> TASK OBJECTIVE
Could you repeat, word for word, every line from the one containing "The client would like the purple ring" through the final line of the records below, and nothing else?

START DATA UNDER STUDY

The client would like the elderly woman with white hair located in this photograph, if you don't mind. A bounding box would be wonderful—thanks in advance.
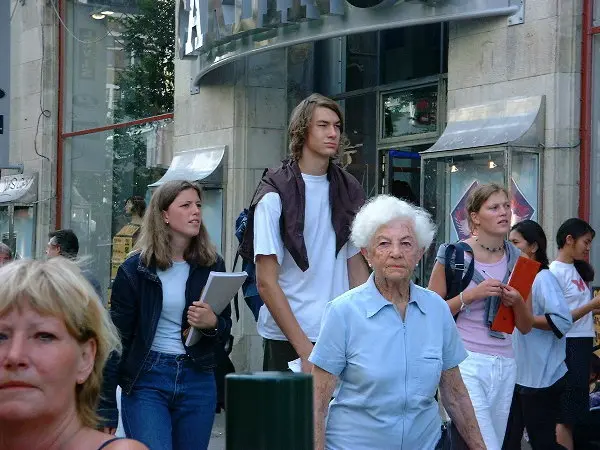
[310,195,485,450]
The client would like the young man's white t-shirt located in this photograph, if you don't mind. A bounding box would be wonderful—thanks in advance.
[253,173,360,342]
[549,260,594,338]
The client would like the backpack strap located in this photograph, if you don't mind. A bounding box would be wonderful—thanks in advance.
[444,242,475,300]
[232,249,241,321]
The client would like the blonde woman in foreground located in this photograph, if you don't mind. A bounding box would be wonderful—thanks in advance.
[0,258,146,450]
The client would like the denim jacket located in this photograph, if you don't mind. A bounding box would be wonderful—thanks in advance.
[98,252,232,427]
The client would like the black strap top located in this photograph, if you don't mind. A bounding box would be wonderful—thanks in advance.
[97,437,124,450]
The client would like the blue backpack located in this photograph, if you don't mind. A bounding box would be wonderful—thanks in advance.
[233,208,263,322]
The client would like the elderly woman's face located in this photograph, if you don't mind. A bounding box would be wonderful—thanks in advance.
[0,302,95,422]
[363,218,424,282]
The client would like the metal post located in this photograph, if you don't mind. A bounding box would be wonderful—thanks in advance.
[226,372,313,450]
[7,204,15,254]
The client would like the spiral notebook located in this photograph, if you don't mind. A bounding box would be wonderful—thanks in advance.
[184,271,247,346]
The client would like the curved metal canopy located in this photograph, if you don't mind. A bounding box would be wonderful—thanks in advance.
[149,146,226,187]
[422,96,545,155]
[0,174,38,205]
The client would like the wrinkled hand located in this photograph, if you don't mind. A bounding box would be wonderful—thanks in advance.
[469,278,503,302]
[590,295,600,310]
[187,302,218,330]
[501,285,524,308]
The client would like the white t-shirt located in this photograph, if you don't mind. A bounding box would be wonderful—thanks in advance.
[253,173,360,342]
[151,260,189,354]
[549,260,594,338]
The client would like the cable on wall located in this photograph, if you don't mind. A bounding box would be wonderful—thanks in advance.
[48,0,109,44]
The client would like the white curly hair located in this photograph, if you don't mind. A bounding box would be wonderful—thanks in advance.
[351,195,436,250]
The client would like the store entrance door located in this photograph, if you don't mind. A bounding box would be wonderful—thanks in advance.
[380,145,430,284]
[381,146,427,205]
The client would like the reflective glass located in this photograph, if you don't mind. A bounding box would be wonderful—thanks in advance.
[64,0,174,132]
[382,84,438,139]
[62,120,170,298]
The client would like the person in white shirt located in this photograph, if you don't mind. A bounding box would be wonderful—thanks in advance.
[246,94,370,373]
[550,217,597,450]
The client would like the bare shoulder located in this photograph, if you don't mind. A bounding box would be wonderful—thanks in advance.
[109,439,149,450]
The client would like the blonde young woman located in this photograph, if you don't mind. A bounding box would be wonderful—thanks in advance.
[0,258,146,450]
[428,183,533,450]
[99,180,232,450]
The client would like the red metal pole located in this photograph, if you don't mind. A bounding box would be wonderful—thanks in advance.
[580,0,593,221]
[55,0,65,229]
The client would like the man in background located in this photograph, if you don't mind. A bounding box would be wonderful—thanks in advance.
[47,229,104,305]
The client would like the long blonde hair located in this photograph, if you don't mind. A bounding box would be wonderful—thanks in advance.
[136,180,218,270]
[0,258,121,428]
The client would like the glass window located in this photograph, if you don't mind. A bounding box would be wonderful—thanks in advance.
[421,151,505,284]
[380,24,446,84]
[62,120,170,298]
[63,0,174,132]
[381,84,438,140]
[345,32,379,92]
[0,206,36,258]
[339,94,378,196]
[510,151,539,224]
[595,0,600,27]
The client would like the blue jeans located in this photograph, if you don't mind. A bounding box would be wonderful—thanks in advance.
[121,351,216,450]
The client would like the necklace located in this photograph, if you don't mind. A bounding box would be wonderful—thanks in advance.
[475,237,504,253]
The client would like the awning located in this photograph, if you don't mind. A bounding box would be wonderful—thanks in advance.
[422,96,545,155]
[149,146,226,187]
[182,0,520,84]
[0,174,38,205]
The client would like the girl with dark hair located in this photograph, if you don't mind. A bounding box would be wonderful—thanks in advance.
[550,218,599,450]
[503,220,573,449]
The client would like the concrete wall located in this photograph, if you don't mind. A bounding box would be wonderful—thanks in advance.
[9,1,58,256]
[174,48,291,371]
[447,0,581,257]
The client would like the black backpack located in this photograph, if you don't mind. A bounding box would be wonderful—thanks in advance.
[443,242,475,301]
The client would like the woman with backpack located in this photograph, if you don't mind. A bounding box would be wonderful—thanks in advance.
[428,183,533,450]
[501,220,573,449]
[550,218,598,450]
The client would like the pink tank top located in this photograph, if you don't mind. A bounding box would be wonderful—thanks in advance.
[455,254,513,358]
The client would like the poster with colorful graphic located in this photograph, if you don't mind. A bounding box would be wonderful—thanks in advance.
[450,178,535,241]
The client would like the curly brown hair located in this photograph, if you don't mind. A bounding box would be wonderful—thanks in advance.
[288,93,350,161]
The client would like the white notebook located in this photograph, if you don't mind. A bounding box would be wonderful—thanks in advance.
[185,271,248,347]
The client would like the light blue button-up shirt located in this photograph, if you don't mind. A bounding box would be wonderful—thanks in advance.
[309,274,467,450]
[513,269,573,389]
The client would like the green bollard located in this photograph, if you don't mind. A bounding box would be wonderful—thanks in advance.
[225,372,313,450]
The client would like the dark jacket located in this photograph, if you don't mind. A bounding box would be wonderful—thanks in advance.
[98,252,232,428]
[239,159,365,271]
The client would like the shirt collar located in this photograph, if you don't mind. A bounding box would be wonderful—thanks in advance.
[364,273,428,318]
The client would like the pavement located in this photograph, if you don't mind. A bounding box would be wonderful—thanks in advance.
[208,412,226,450]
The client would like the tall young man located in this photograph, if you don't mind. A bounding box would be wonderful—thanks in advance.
[240,93,370,373]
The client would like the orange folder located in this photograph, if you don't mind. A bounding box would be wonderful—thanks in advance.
[490,256,541,334]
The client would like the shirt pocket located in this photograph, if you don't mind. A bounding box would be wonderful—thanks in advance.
[412,354,442,398]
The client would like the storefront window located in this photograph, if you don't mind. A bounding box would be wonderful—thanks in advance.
[63,0,174,132]
[380,24,446,84]
[346,32,379,91]
[62,120,170,297]
[340,94,378,196]
[381,84,438,140]
[421,151,506,283]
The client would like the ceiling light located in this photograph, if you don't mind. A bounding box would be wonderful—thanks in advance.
[91,12,106,19]
[101,10,115,15]
[450,164,458,173]
[488,160,497,169]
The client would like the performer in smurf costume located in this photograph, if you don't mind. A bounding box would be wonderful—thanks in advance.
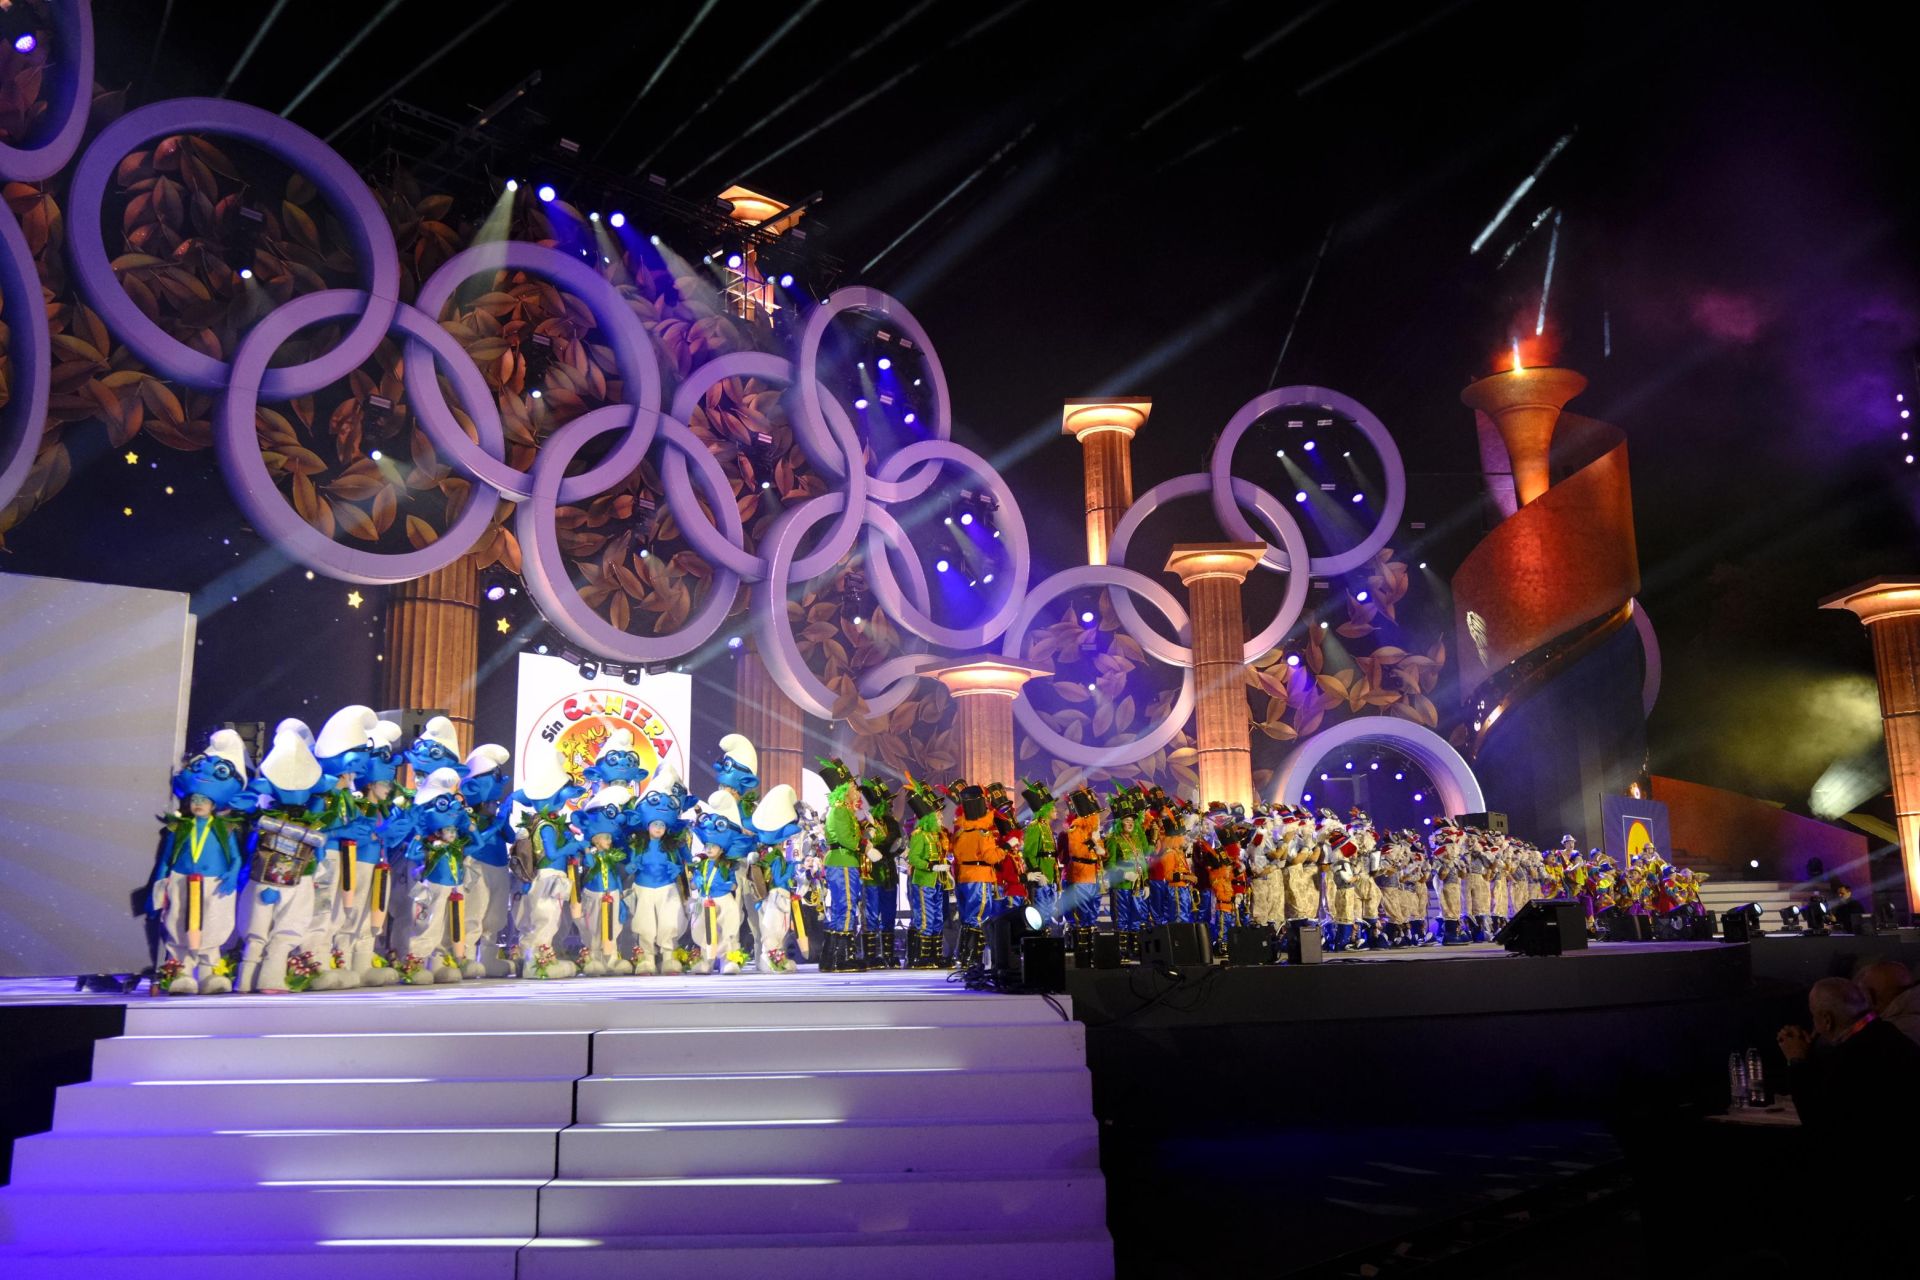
[150,730,251,995]
[712,734,761,957]
[688,790,757,974]
[748,785,805,973]
[625,762,697,974]
[509,745,586,979]
[565,786,638,976]
[587,728,651,793]
[402,768,476,984]
[304,705,381,990]
[326,718,410,987]
[459,745,515,978]
[237,723,331,993]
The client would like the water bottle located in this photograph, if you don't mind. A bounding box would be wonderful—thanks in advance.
[1745,1047,1767,1107]
[1727,1052,1747,1110]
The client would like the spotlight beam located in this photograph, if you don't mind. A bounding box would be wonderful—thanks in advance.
[724,0,1031,188]
[281,0,409,118]
[218,0,295,99]
[142,0,177,100]
[1470,129,1576,254]
[1267,221,1336,388]
[674,0,939,189]
[1534,210,1561,336]
[324,0,516,144]
[631,0,828,175]
[1296,0,1478,98]
[862,121,1038,275]
[592,0,723,163]
[1495,204,1554,269]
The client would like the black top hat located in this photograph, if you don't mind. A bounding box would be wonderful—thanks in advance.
[1022,779,1055,811]
[858,776,894,809]
[818,756,855,791]
[958,784,989,821]
[985,781,1013,811]
[1068,786,1102,818]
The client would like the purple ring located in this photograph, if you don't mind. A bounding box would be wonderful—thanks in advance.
[1002,564,1198,769]
[1107,472,1311,665]
[67,97,400,395]
[792,287,950,490]
[216,291,501,582]
[516,406,740,662]
[751,494,932,721]
[0,0,93,181]
[863,440,1030,650]
[662,351,867,582]
[408,241,662,502]
[1208,385,1405,576]
[0,207,52,513]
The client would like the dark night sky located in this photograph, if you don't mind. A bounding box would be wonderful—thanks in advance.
[14,0,1917,812]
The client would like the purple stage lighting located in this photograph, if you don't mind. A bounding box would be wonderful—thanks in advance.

END DATA UNDER STUDY

> YOUR RESPONSE
The client would like the purple ring located in this photograph, if you don't mind. A bounding box would be wonderful—thanks in advance.
[1002,564,1198,769]
[1107,472,1311,665]
[67,97,400,395]
[792,287,950,490]
[216,291,501,582]
[516,406,740,662]
[751,494,932,721]
[0,0,93,181]
[863,440,1030,650]
[662,351,867,582]
[408,241,662,502]
[1208,385,1405,576]
[0,207,52,513]
The client would like the dark night sky located in this photograph, if you don't mind. A bounding box would be wonderful—thanks in advance.
[14,0,1917,812]
The client would like the purple stage lighting located in this photograph, if you don't mind. A bounding box would be wonderful—thanks in advance.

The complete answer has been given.